» Problem
Repeat exactly the opening lines of the records, ending with the line that contains "Target: pine tree".

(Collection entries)
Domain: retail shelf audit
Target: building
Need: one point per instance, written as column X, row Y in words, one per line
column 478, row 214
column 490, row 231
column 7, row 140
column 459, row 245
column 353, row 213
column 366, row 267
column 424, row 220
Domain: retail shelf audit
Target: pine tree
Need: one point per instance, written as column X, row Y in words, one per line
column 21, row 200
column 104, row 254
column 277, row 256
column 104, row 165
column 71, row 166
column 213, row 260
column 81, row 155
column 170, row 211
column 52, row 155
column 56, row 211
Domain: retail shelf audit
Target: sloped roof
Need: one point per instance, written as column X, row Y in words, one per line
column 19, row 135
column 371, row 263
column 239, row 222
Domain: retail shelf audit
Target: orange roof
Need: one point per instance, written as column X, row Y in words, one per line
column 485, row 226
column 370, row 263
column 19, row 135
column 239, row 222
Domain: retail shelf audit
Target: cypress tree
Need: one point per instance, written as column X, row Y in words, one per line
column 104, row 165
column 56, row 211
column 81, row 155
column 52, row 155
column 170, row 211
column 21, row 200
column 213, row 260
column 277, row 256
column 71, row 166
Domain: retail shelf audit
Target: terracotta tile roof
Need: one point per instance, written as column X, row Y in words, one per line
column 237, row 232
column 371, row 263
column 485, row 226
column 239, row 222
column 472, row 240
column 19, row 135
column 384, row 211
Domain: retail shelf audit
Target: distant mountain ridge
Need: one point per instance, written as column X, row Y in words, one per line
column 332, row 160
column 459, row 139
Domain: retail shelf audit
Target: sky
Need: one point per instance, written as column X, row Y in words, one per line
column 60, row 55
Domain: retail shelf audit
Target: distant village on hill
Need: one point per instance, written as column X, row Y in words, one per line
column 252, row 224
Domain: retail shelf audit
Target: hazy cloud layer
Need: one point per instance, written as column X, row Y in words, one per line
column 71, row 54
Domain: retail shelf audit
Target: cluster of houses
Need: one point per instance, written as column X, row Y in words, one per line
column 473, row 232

» Worked solution
Domain: retail shelf audit
Target: building
Need: one point per instance, written as column X, row Y in words, one per line
column 478, row 214
column 490, row 231
column 7, row 140
column 459, row 245
column 353, row 213
column 366, row 267
column 424, row 220
Domain: retail shelf audit
Target: pine tree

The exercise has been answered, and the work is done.